::: TASK DATA
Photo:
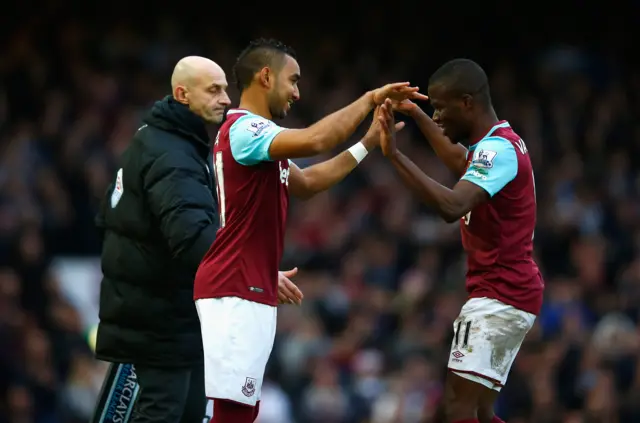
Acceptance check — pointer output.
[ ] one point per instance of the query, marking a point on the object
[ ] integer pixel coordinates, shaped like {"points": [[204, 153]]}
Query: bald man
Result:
::::::
::: TASK DATA
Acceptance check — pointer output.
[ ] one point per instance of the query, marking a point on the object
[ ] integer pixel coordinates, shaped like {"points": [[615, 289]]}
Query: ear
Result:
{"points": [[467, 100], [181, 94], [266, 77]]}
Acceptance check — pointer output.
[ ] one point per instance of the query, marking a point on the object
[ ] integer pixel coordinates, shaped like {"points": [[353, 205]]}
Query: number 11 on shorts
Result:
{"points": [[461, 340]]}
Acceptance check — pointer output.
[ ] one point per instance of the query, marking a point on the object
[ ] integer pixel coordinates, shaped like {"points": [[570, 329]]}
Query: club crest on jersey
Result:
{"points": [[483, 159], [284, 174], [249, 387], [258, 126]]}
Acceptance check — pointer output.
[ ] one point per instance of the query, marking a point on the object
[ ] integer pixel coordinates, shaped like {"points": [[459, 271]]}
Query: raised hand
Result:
::::::
__DO THIS__. Pull out each line above that contains the string "shaped". Case matters, so only count matches with the same capitalization.

__EXERCISE RESPONSE__.
[ ] integer pixel coordinates, shaped like {"points": [[204, 153]]}
[ ] integer pixel coordinates, shaped like {"points": [[615, 289]]}
[ ] integer pixel coordinates, shaped like {"points": [[353, 205]]}
[ ] integer pixel coordinates, shaped like {"points": [[570, 329]]}
[ ] integer pixel coordinates, shaped like {"points": [[459, 271]]}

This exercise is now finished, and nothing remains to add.